START Data to process
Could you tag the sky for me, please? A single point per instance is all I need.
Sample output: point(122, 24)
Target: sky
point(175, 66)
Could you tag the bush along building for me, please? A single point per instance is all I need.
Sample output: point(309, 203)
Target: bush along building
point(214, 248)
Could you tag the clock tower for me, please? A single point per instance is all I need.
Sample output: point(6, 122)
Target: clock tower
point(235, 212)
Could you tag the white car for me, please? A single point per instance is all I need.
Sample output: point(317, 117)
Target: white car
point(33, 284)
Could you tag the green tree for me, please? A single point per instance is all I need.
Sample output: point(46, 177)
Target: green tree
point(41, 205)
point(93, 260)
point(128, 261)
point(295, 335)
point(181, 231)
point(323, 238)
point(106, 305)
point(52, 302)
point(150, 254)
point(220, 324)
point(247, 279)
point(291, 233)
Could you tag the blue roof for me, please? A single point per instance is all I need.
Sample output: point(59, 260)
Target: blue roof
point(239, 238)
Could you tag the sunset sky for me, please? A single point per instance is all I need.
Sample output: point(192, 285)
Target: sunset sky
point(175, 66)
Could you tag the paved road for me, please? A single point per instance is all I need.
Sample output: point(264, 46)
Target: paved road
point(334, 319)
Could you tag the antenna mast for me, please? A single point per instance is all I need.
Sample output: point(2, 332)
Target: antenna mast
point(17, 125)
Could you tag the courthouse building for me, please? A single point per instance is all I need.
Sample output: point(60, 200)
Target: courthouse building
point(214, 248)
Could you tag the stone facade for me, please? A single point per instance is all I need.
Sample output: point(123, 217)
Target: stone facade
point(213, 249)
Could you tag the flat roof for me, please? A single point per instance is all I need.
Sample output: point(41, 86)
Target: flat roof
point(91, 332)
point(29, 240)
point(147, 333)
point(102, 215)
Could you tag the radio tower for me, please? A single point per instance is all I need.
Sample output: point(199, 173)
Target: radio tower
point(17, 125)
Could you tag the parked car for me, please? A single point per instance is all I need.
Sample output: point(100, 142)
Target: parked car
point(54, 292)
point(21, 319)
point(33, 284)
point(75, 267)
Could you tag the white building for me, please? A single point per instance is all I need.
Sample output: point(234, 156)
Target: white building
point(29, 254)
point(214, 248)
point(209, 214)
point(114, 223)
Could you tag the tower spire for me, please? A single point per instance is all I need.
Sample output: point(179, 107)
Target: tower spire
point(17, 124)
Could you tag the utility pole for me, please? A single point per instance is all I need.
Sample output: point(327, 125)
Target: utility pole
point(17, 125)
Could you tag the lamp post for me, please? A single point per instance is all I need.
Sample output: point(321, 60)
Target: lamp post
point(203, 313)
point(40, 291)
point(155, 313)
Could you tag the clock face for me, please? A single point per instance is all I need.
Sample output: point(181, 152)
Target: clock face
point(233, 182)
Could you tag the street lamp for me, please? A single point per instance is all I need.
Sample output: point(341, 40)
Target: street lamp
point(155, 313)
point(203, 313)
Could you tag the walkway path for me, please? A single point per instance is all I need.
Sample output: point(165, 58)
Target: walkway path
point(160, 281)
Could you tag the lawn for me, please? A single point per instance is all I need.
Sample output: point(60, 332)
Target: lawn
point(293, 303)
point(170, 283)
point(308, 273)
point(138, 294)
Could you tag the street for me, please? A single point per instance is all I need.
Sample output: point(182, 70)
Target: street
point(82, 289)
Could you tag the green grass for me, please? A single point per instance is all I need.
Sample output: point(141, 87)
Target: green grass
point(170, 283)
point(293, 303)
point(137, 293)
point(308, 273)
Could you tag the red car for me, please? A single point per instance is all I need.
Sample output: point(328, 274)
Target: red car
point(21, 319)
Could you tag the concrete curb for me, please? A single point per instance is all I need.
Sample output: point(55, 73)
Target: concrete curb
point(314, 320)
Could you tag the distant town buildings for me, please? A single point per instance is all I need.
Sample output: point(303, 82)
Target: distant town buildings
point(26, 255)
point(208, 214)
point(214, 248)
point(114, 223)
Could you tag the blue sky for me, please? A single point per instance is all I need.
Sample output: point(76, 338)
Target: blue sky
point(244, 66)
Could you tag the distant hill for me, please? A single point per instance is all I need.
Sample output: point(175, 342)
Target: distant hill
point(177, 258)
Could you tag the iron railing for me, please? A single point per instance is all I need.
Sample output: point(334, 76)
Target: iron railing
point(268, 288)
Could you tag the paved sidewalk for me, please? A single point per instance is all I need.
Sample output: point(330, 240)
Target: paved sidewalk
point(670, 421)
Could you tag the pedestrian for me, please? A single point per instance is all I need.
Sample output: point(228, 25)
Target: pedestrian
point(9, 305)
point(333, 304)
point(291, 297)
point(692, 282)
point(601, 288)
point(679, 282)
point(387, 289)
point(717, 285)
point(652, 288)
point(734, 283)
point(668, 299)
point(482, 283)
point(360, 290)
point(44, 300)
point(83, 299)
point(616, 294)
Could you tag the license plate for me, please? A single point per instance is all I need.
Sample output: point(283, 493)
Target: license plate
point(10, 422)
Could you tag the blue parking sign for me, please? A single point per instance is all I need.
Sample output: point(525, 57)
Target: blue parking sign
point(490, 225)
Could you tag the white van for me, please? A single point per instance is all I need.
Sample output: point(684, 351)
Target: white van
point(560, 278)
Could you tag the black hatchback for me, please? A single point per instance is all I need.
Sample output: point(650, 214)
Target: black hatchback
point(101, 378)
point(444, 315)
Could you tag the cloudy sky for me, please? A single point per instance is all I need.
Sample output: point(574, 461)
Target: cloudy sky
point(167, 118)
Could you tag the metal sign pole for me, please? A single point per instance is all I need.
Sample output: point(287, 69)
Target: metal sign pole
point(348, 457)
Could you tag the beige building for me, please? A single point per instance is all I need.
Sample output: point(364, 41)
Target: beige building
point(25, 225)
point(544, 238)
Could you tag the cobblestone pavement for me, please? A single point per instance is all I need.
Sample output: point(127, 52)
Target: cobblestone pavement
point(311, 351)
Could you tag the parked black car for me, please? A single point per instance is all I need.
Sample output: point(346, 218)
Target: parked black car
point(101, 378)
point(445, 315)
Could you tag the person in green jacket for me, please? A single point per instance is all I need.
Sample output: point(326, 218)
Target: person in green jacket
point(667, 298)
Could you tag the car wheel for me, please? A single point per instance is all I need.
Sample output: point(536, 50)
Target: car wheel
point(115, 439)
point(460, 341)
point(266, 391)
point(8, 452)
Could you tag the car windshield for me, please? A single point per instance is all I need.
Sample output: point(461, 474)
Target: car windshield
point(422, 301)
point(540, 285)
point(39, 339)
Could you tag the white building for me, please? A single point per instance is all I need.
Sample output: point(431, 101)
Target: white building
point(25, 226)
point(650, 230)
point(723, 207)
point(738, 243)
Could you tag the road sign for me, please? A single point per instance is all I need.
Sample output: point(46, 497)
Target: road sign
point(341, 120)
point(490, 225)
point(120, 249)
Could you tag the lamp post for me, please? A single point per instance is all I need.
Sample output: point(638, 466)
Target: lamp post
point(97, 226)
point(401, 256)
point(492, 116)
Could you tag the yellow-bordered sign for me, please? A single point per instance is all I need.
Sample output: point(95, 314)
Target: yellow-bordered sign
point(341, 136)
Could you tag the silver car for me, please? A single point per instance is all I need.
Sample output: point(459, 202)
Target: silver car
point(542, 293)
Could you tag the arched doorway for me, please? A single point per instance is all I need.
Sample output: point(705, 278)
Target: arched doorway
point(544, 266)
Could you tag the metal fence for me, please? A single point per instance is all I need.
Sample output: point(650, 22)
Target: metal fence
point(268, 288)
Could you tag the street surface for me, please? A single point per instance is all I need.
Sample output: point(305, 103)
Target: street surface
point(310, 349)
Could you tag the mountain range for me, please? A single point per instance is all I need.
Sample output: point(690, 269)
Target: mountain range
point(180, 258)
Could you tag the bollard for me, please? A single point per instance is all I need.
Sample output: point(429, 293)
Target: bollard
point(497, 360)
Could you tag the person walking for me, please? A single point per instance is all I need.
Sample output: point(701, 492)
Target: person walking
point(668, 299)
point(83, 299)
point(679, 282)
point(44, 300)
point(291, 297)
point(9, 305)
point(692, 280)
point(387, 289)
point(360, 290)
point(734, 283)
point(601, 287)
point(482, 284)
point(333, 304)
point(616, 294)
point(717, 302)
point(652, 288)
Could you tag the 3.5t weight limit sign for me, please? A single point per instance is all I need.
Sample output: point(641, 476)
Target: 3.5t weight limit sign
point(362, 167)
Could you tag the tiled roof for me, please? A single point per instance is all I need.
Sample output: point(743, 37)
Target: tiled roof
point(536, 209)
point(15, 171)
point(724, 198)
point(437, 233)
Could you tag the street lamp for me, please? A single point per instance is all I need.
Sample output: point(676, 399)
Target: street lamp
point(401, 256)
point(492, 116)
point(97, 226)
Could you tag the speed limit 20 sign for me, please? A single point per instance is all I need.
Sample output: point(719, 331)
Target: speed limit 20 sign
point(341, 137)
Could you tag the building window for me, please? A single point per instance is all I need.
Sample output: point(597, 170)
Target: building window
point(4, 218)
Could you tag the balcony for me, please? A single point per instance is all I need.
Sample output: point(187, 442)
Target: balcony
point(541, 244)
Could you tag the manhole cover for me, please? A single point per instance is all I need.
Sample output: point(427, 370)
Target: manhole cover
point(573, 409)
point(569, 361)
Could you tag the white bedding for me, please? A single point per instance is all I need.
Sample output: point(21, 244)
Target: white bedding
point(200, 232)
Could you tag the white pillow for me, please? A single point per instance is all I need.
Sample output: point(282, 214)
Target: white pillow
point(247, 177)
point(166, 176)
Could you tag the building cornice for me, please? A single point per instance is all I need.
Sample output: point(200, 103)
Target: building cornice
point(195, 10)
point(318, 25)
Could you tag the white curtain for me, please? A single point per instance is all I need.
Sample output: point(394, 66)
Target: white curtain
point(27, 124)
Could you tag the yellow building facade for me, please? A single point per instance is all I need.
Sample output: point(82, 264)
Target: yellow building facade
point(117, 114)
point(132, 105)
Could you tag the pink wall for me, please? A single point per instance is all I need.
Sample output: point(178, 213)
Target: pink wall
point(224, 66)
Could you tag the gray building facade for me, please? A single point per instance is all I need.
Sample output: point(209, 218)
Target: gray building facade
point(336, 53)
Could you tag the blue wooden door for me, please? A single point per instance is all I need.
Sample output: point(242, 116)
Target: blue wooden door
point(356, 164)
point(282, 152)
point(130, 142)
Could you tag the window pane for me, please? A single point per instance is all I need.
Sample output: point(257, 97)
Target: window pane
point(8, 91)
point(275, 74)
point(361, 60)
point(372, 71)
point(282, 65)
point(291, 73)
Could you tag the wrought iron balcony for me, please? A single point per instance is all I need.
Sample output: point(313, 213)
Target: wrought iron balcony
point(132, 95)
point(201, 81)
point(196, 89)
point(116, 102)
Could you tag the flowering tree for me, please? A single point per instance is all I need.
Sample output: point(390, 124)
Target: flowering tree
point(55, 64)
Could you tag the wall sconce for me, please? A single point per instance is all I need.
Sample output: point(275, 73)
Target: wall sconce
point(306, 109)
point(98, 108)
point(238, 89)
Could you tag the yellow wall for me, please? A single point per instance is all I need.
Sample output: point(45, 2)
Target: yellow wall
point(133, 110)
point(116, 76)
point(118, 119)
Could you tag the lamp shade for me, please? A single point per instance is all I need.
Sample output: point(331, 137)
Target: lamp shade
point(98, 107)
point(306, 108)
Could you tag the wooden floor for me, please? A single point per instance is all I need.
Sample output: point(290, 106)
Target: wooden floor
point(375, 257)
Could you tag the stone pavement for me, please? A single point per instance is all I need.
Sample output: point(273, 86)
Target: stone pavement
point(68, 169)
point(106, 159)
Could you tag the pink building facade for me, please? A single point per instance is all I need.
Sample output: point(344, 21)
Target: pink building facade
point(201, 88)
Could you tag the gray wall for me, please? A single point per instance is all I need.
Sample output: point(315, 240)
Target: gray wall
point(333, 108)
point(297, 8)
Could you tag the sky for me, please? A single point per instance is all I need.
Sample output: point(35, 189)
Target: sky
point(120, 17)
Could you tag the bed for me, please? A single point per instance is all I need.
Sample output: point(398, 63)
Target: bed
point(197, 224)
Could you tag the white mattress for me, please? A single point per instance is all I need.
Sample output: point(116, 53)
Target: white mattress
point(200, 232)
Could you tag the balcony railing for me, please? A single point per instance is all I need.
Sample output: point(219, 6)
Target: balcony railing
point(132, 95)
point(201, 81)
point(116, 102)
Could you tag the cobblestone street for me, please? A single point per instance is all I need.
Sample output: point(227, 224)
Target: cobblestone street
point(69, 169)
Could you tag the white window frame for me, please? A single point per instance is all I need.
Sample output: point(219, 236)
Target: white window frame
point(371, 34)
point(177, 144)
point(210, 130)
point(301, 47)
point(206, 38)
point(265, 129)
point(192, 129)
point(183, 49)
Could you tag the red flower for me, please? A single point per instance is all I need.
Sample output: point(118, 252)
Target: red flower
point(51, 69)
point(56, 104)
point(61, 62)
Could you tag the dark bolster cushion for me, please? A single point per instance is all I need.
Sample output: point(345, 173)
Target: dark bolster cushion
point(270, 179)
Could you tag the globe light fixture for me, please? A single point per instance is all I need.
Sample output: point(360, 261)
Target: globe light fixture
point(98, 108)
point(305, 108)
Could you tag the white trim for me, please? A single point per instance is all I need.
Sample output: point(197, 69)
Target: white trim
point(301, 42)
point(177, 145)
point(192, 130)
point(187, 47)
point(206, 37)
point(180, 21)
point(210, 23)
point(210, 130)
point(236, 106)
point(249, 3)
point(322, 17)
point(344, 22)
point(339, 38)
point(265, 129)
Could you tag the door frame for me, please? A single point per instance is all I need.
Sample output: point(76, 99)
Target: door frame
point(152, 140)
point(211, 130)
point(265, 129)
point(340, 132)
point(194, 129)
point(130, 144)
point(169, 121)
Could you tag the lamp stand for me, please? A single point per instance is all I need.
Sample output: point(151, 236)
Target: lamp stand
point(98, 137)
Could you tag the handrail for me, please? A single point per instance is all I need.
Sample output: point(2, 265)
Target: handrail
END Data to process
Stated problem
Copy out the stretch of rows from the line containing "Could you tag the lamp stand" through the end of the rows, keeping every line unchanged.

The reply
Could you tag the lamp stand for me, please? A single point per instance is all I need.
Sample output: point(151, 236)
Target: lamp stand
point(98, 137)
Could you tag the handrail for me, please? A single point per instance is all I need.
Sample output: point(2, 265)
Target: handrail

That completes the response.